ИСХОДНЫЙ ФРАГМЕНТ:

САЙТ ГОДЛИТЕРАТУРЫ.РФ ФУНКЦИОНИРУЕТ ПРИ ФИНАНСОВОЙ ПОДДЕРЖКЕ МИНИСТЕРСТВА ЦИФРОВОГО РАЗВИТИЯ.

XX век Михаила Трофименкова

Переводчик и писатель Татьяна Набатникова с карандашом прочитала книгу кинокритика Михаила Трофименкова и считает, что тот не пишет романы только потому, что живая жизнь интереснее

В коллаже использована фото с сайта lavkapisateley.spb.ru
В коллаже использована фото с сайта lavkapisateley.spb.ru

Текст: Татьяна Набатникова

Михаил Трофименков. «ХХ век представляет: ИЗБРАННЫЕ»

М.: ИД «Городец», Книжная полка Вадима Левенталя, 2022

Если Францию придумали Бальзак и импрессионисты, а Россию — Достоевский, то Америку придумал Джон Форд.

«В 1957-м он [Бергман], в третий раз женатый отец шестерых детей, крутил сразу несколько романов, в том числе с двумя будущими жёнами. Лив Ульман позволит себе в фильме маленькую месть экс-мужу, уверяя, что не помнит, с какой из актрис по фамилии Андерссон он тогда спал: с Хэрриет или с Биби. Да ладно, Лив, с обеими, с обеими».

Да одна последняя фраза стоит того, чтобы прочитать книгу этого блистательного пижона. Михаил Трофименков не пишет романы только потому, что живая жизнь интереснее. Так же было с его героем Томом Вулфом: «Вулф насмехался над извечной мечтой любого американского журналиста написать Роман. Точнее говоря, Большой Американский Роман. Какой, к чёрту, роман! Бестолковая, отчаянная, тщеславная, жестокая, наивная, идиотская, величественная американская жизнь немыслимее любого вымысла».

Об актрисе Жа-Жа Габор: «Как ни парадоксально, вся эта суета имеет самое прямое отношение к истории культуры. Габор, режиссёр своей жизни, навечно вошла в историю кино, практически ничего в нём не совершив. И породила (кто сказал «Ксения Собчак»?) целый класс — имя им легион — эпигонов, фантомных актрис или телеведущих».

Вот эта вставочка – «кто сказал Ксения Собчак?» – тоже от романиста.

Про Марчелло Мастроянни и Фэй Данауэй:

Они начали целоваться на съёмках по сценарию, а потом уже не могли остановиться.

ЗАДАНИЯ:
A. Отредактируйте часть текста о книге Трофименкова: перепишите её, начав с места, где стоят слова «Да одна последняя», и остановившись после слов «тоже от романиста.». При этом замените «Большой Американский Роман» на «Великий Американский Роман».
B. Продолжите текст о книге Трофименкова с того места, где он обрывается.

ИМЕЮЩИЕСЯ ДАННЫЕ:

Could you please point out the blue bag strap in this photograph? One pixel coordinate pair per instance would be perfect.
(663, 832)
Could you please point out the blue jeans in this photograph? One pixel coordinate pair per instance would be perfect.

ИТОГОВЫЕ ОТВЕТЫ:
A.
Да одна последняя фраза стоит того, чтобы прочитать книгу этого блистательного пижона. Михаил Трофименков не пишет романы только потому, что живая жизнь интереснее. Так же было с его героем Томом Вулфом: «Вулф насмехался над извечной мечтой любого американского журналиста написать Роман. Точнее говоря, Великий Американский Роман. Какой, к чёрту, роман! Бестолковая, отчаянная, тщеславная, жестокая, наивная, идиотская, величественная американская жизнь немыслимее любого вымысла».

Об актрисе Жа-Жа Габор: «Как ни парадоксально, вся эта суета имеет самое прямое отношение к истории культуры. Габор, режиссёр своей жизни, навечно вошла в историю кино, практически ничего в нём не совершив. И породила (кто сказал «Ксения Собчак»?) целый класс — имя им легион — эпигонов, фантомных актрис или телеведущих».

Вот эта вставочка – «кто сказал Ксения Собчак?» – тоже от романиста.

B.
Мастроянни был женат 49 лет на актрисе Флоре Карабелла, женщине, которая заменила ему мамочку. Он звонил ей в слезах: «Катрин не хочет выходить за меня! Она же обещала! Я сказал ей, что ты разрешила! Я хочу умереть!» И Флора утешала: «Да она, наверное, ненормальная. Я тебе говорила: не связывайся с француженками. Хватит, не трать деньги на телефон, возвращайся домой».

Эту сцену хоть прямо снимай – подойдёт для любой итальянской трагикомедии.

«Так странно — кроме как об этой карикатурной личной жизни, всех участников которой жалко, о Мастроянни-человеке рассказать нечего. Ну, рос в бедности, обожал поесть, выкуривал три пачки в день — чё ещё? Похоже, он действительно жил только тогда, когда играл. Но тогда он прожил не одну, а 150 жизней — как же ему повезло!» - в эту фразу Трофименков уложил целый роман. «Чё ещё?»

В разговоре о режиссёре Хесусе Франко пишет: «Невозмутимо лепил по три фильма зараз: без сценария и раскадровки. Одна актриса утром осведомилась у мэтра, что ей предстоит сегодня. «Умирать». — «Но я умерла вчера!» — «Не волнуйся, вставим в другой фильм». Такое было возможно, конечно, только на пике популярности кино в 1960-е годы».

А некоторые очерки похожи на анамнез психического заболевания, как про Хичкока, который «никогда, никогда не спал с актрисами. Женился девственником, в 27 лет с изумлением узнал о феномене менструаций. Да и отношения с Альмой после рождения дочери быстро переросли в платонические. Его сексом были съёмки, где он мог на «законных основаниях» воплощать фантазии тирана-садиста».

Или про смерть Денниса Хоппера: «Возможно, Чарльз Буковски и Хантер Томпсон, два других великих бузотёра контркультуры, при жизни не выносившие друг друга, переругались на том свете и срочно вызвали Денниса как трезвого посредника».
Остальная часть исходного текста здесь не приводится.